[What you should do] Reproduce every item below verbatim, keeping each line unchanged.

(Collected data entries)
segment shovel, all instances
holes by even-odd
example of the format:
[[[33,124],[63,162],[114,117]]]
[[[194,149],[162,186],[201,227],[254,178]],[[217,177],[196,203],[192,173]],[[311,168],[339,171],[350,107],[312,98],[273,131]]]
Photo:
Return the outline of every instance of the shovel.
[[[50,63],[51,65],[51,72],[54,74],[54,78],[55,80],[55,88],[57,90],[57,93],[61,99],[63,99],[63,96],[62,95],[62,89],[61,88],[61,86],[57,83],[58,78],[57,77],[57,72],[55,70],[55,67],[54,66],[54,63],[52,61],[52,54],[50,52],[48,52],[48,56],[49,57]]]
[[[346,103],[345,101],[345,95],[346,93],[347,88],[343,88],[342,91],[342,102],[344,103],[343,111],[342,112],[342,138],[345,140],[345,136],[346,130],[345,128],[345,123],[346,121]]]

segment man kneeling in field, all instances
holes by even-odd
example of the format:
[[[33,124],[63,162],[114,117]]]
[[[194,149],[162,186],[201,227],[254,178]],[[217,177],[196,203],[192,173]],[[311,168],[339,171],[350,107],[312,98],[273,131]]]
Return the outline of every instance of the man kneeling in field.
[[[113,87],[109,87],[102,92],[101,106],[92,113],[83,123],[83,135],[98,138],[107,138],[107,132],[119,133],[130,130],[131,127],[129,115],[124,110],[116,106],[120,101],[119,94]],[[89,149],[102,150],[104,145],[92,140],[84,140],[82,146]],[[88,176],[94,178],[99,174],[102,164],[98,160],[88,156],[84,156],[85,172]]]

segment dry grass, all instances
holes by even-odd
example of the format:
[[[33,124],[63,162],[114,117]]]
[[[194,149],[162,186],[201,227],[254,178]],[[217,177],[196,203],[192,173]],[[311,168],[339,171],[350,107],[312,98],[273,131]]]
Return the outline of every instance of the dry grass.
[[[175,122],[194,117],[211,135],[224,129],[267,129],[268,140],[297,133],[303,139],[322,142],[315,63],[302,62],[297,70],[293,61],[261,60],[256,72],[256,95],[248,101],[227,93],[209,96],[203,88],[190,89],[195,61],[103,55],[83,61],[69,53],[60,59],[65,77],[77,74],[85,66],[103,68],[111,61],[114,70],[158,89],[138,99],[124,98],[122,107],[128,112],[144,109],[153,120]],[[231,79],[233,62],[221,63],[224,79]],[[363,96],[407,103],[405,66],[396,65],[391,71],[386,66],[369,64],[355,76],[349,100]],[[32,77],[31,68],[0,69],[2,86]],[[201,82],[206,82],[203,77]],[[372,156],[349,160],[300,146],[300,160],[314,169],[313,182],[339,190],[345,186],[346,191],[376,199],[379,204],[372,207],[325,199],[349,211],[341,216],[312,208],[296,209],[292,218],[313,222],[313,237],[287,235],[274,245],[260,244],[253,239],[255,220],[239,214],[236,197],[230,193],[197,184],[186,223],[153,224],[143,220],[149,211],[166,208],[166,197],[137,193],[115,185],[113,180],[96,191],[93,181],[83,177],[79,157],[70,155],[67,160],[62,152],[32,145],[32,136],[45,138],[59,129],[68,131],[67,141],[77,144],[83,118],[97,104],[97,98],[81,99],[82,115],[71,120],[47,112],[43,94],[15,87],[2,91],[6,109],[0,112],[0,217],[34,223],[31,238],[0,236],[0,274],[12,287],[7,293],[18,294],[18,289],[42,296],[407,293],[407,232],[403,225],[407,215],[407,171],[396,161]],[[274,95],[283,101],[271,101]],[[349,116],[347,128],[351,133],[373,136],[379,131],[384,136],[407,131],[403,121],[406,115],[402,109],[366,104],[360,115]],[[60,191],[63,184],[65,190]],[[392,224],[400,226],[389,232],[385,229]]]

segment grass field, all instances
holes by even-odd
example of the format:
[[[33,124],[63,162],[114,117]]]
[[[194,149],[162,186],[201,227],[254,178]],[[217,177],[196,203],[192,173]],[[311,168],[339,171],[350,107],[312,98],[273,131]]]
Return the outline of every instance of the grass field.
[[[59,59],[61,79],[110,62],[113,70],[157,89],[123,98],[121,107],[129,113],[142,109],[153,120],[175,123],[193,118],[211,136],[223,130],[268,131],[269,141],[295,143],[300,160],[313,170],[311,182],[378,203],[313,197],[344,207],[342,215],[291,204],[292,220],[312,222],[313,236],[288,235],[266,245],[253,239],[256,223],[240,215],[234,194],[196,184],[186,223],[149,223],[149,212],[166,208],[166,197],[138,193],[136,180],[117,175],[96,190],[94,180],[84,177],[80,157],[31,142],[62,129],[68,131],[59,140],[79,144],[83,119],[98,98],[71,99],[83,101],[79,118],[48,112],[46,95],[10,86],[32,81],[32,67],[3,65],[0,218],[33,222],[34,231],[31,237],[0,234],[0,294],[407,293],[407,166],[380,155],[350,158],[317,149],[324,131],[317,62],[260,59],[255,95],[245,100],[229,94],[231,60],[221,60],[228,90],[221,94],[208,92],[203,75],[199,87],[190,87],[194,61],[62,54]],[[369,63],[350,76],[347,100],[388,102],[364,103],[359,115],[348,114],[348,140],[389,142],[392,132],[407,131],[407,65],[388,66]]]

[Task solution]
segment shovel, all instances
holes by even-odd
example of the format:
[[[33,124],[63,162],[114,117]]]
[[[194,149],[162,186],[201,227],[254,178]],[[217,177],[196,203],[192,173]],[[311,168],[339,171],[350,107],[312,98],[273,131]]]
Photo:
Return the outline of every instance of the shovel.
[[[50,63],[51,65],[51,72],[54,74],[54,78],[55,80],[55,88],[57,90],[57,93],[61,99],[63,99],[63,96],[62,95],[62,89],[61,88],[61,86],[57,83],[58,78],[57,77],[57,72],[55,70],[55,67],[54,66],[54,63],[52,61],[52,54],[50,52],[48,52],[48,56],[49,57]]]
[[[346,103],[345,101],[345,95],[346,93],[347,88],[343,88],[342,91],[342,102],[344,103],[343,111],[342,112],[342,138],[345,140],[345,136],[346,130],[345,128],[345,123],[346,121]]]

segment man kneeling in field, all instances
holes by even-odd
example of the format:
[[[33,124],[63,162],[114,117]]]
[[[194,149],[162,186],[201,227],[254,178]],[[217,177],[196,203],[192,173]],[[311,168],[339,171],[350,107],[312,98],[273,131]]]
Return the outline of every instance of the man kneeling in field.
[[[113,87],[109,87],[102,92],[101,106],[92,113],[83,123],[83,135],[98,138],[107,138],[107,132],[119,133],[130,130],[131,127],[129,115],[124,110],[116,106],[120,101],[119,94]],[[89,149],[102,150],[104,145],[92,140],[84,140],[82,146]],[[88,176],[94,178],[99,174],[102,164],[98,160],[88,156],[84,156],[85,172]]]

segment dry grass, all instances
holes by even-odd
example of the format:
[[[33,124],[63,162],[114,117]]]
[[[194,149],[162,186],[201,227],[254,178]],[[217,177],[196,203],[192,173]],[[311,168],[339,171],[350,107],[312,98],[273,131]]]
Return the outline of every instance of the dry grass.
[[[175,122],[194,117],[211,135],[224,129],[267,129],[268,140],[297,133],[303,139],[322,142],[315,63],[302,62],[297,70],[293,61],[261,60],[256,72],[256,95],[248,101],[227,93],[209,96],[203,88],[190,89],[195,61],[103,55],[83,61],[69,53],[60,59],[65,77],[77,74],[85,66],[103,68],[111,61],[114,70],[158,89],[138,99],[124,98],[122,107],[128,112],[144,109],[153,120]],[[231,79],[233,62],[221,63],[224,79]],[[363,96],[407,103],[405,66],[396,65],[391,71],[386,66],[369,64],[355,76],[349,100]],[[32,77],[31,68],[0,69],[2,86]],[[201,82],[206,82],[203,77]],[[372,156],[349,160],[300,146],[300,160],[314,169],[313,182],[339,190],[345,186],[346,191],[376,199],[379,204],[372,207],[325,199],[349,211],[341,216],[312,208],[296,209],[292,218],[313,222],[313,237],[287,235],[274,245],[260,244],[253,239],[255,220],[239,214],[236,197],[230,193],[197,184],[186,223],[153,224],[143,220],[149,211],[166,208],[166,197],[137,193],[115,185],[113,180],[96,191],[93,181],[83,177],[79,157],[70,155],[67,160],[62,152],[32,145],[32,136],[45,138],[59,129],[68,131],[67,141],[77,144],[83,118],[97,104],[97,98],[81,99],[82,115],[71,120],[47,112],[43,94],[15,87],[2,91],[6,109],[0,112],[0,217],[34,223],[31,238],[0,236],[0,274],[12,287],[7,293],[18,294],[18,289],[42,296],[407,293],[407,232],[403,225],[407,215],[407,171],[396,161]],[[274,95],[283,101],[271,101]],[[349,116],[347,128],[351,133],[373,136],[379,131],[384,136],[407,131],[403,121],[406,115],[402,109],[366,104],[360,115]],[[60,191],[63,184],[65,190]],[[392,224],[400,226],[389,232],[385,229]]]

segment grass field, all instances
holes by even-odd
example of the format:
[[[33,124],[63,162],[114,117]]]
[[[194,149],[162,186],[201,227],[254,178]],[[217,177],[196,203],[192,173]],[[311,168],[339,171],[350,107],[312,98],[273,131]]]
Return the outline of every instance of the grass field.
[[[59,59],[61,79],[110,62],[113,70],[157,89],[123,98],[121,107],[129,113],[142,109],[153,120],[175,123],[193,118],[211,136],[223,130],[268,131],[269,141],[295,143],[300,160],[313,170],[311,182],[378,203],[313,197],[344,207],[342,215],[291,204],[292,220],[312,222],[313,236],[288,235],[266,245],[253,239],[256,223],[240,215],[234,194],[196,184],[186,223],[149,223],[149,212],[166,208],[166,197],[138,193],[136,180],[117,175],[96,190],[94,180],[84,177],[80,157],[31,142],[62,129],[68,131],[59,140],[79,144],[83,119],[98,98],[71,99],[83,101],[79,118],[48,112],[46,95],[10,86],[32,81],[32,67],[3,65],[0,218],[33,222],[34,231],[31,237],[0,234],[0,294],[407,293],[407,166],[380,155],[350,158],[317,149],[324,131],[317,62],[260,59],[255,95],[245,100],[229,94],[231,60],[221,60],[228,90],[221,94],[208,92],[203,75],[199,87],[190,87],[194,61],[62,54]],[[369,63],[350,76],[347,100],[388,102],[364,103],[359,115],[348,114],[348,140],[389,142],[392,132],[407,131],[407,65],[388,66]]]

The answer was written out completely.